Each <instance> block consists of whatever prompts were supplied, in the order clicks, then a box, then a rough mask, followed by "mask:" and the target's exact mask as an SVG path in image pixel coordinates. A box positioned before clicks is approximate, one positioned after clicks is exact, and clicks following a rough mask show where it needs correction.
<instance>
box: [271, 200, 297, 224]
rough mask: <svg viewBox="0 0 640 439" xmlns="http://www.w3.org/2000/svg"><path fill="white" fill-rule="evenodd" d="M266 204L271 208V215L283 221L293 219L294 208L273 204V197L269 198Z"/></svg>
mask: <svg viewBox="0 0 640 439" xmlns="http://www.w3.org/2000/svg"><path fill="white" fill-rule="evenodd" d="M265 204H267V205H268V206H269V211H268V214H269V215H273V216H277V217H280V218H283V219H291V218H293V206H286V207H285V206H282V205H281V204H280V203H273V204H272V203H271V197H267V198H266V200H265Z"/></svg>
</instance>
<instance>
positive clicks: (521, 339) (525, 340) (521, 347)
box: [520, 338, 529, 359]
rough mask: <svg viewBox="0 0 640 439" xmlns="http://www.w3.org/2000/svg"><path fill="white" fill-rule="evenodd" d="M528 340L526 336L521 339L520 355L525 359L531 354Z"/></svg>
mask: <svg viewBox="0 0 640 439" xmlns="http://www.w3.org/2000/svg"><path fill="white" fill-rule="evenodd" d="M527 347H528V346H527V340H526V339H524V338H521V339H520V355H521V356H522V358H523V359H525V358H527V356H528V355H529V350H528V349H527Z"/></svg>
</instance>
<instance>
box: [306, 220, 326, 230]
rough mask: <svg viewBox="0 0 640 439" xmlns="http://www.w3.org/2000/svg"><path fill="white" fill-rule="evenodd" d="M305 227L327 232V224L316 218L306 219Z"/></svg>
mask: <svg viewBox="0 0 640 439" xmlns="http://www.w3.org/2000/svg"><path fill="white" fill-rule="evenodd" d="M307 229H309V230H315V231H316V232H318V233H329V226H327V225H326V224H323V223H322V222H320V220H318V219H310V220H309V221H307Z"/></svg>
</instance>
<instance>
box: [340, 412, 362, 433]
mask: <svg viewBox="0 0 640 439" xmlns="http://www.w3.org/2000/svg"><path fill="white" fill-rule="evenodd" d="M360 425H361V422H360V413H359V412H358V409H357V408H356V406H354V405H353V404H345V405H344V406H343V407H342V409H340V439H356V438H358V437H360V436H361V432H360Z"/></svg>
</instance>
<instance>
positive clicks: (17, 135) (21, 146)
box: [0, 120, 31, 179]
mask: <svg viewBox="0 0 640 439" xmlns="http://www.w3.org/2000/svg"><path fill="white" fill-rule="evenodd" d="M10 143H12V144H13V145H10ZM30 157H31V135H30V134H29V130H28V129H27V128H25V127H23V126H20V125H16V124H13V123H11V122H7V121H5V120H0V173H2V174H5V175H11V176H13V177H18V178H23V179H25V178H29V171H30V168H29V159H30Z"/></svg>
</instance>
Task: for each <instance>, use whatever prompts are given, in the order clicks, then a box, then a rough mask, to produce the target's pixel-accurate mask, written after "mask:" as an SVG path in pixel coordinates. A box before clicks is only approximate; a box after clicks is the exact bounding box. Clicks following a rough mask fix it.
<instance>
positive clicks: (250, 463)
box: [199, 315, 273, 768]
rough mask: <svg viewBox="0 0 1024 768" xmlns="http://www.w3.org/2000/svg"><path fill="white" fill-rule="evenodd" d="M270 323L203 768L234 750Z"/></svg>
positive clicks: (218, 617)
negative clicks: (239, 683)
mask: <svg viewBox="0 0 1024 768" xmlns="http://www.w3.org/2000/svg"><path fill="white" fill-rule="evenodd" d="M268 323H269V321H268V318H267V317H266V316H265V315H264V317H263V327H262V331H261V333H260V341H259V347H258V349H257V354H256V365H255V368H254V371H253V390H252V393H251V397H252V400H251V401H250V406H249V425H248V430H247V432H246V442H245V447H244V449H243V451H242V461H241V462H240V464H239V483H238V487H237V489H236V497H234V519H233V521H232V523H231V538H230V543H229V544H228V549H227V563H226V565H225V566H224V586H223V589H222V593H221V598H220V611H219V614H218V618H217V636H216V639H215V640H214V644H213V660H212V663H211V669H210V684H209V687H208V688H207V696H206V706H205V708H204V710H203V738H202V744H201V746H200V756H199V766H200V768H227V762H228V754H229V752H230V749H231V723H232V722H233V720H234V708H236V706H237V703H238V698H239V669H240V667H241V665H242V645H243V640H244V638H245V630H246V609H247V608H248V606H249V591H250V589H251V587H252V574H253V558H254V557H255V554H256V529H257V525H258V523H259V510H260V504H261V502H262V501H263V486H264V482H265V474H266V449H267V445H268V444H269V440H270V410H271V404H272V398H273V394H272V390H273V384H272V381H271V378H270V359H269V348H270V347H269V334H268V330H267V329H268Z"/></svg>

◆ What you will do
Write down all of the records again, word for word.

◆ Solution for this task
Each <instance> block consists of whatever prompts were supplied, in the order clicks, then a box, then a rough mask, followed by "mask:" and the target's exact mask as an SVG path in image pixel coordinates. A box positioned before clicks is approximate, one positioned after clicks is exact, and clicks following a rough mask show where it needs correction.
<instance>
box: [271, 200, 297, 224]
rough mask: <svg viewBox="0 0 640 439" xmlns="http://www.w3.org/2000/svg"><path fill="white" fill-rule="evenodd" d="M266 204L271 208V215L283 221L293 219L294 208L273 204V197L269 198Z"/></svg>
mask: <svg viewBox="0 0 640 439" xmlns="http://www.w3.org/2000/svg"><path fill="white" fill-rule="evenodd" d="M265 204H267V205H268V206H269V211H268V214H269V215H273V216H277V217H280V218H283V219H291V218H293V206H286V207H285V206H282V205H281V204H280V203H273V204H272V203H271V197H267V198H266V200H265Z"/></svg>
</instance>
<instance>
positive clicks: (521, 339) (525, 340) (521, 347)
box: [520, 338, 529, 359]
rough mask: <svg viewBox="0 0 640 439" xmlns="http://www.w3.org/2000/svg"><path fill="white" fill-rule="evenodd" d="M528 340L526 336L521 339L520 355L525 359L531 354Z"/></svg>
mask: <svg viewBox="0 0 640 439" xmlns="http://www.w3.org/2000/svg"><path fill="white" fill-rule="evenodd" d="M527 347H528V346H527V340H526V339H524V338H521V339H520V355H521V356H522V358H523V359H525V358H527V356H528V355H529V350H528V349H527Z"/></svg>
</instance>
<instance>
box: [306, 220, 326, 230]
rough mask: <svg viewBox="0 0 640 439" xmlns="http://www.w3.org/2000/svg"><path fill="white" fill-rule="evenodd" d="M305 227L327 232V224L316 218L306 219Z"/></svg>
mask: <svg viewBox="0 0 640 439" xmlns="http://www.w3.org/2000/svg"><path fill="white" fill-rule="evenodd" d="M307 229H309V230H315V231H316V232H318V233H329V226H327V225H326V224H323V223H322V222H320V220H318V219H310V220H309V221H307Z"/></svg>
</instance>
<instance>
box: [340, 412, 362, 433]
mask: <svg viewBox="0 0 640 439" xmlns="http://www.w3.org/2000/svg"><path fill="white" fill-rule="evenodd" d="M360 425H361V422H360V413H359V412H358V409H357V408H356V406H354V405H353V404H345V405H344V406H343V407H342V409H340V439H356V438H358V437H360V436H361V432H360Z"/></svg>
</instance>
<instance>
positive clicks: (17, 135) (21, 146)
box: [0, 120, 31, 179]
mask: <svg viewBox="0 0 640 439" xmlns="http://www.w3.org/2000/svg"><path fill="white" fill-rule="evenodd" d="M10 143H12V144H13V145H10ZM30 157H31V135H30V134H29V130H28V129H27V128H25V127H23V126H20V125H16V124H13V123H11V122H7V121H5V120H0V173H2V174H5V175H11V176H13V177H18V178H23V179H25V178H29V171H30V168H29V159H30Z"/></svg>
</instance>
Task: for each <instance>, use whatever prompts are given, in the order clicks, then a box, then a rough mask, to produce the target's pixel-accurate mask, written after "mask:" as an SVG path in pixel coordinates. A box before clicks is only approximate; a box after clicks is the exact bounding box. Clicks following a rough mask fix it.
<instance>
positive clicks: (250, 463)
box: [199, 315, 273, 768]
rough mask: <svg viewBox="0 0 1024 768" xmlns="http://www.w3.org/2000/svg"><path fill="white" fill-rule="evenodd" d="M270 323L203 768L234 750Z"/></svg>
positive clicks: (218, 617)
negative clicks: (239, 683)
mask: <svg viewBox="0 0 1024 768" xmlns="http://www.w3.org/2000/svg"><path fill="white" fill-rule="evenodd" d="M268 323H269V321H268V318H267V317H266V316H265V315H264V317H263V327H262V331H261V333H260V341H259V347H258V349H257V354H256V365H255V368H254V371H253V390H252V393H251V397H252V400H251V401H250V406H249V425H248V430H247V432H246V442H245V447H244V449H243V451H242V461H241V462H240V464H239V483H238V487H237V489H236V497H234V519H233V521H232V523H231V538H230V543H229V544H228V549H227V563H226V565H225V566H224V586H223V589H222V593H221V598H220V611H219V614H218V618H217V636H216V639H215V640H214V644H213V660H212V663H211V669H210V684H209V687H208V688H207V696H206V706H205V708H204V710H203V738H202V744H201V746H200V756H199V766H200V768H227V762H228V754H229V752H230V749H231V723H232V722H233V720H234V708H236V706H237V703H238V698H239V669H240V667H241V665H242V645H243V640H244V638H245V630H246V609H247V608H248V606H249V591H250V589H251V587H252V574H253V558H254V557H255V554H256V529H257V525H258V523H259V510H260V504H261V502H262V501H263V486H264V482H265V474H266V449H267V445H268V444H269V440H270V410H271V404H272V398H273V394H272V390H273V384H272V381H271V378H270V359H269V348H270V347H269V334H268V330H267V329H268Z"/></svg>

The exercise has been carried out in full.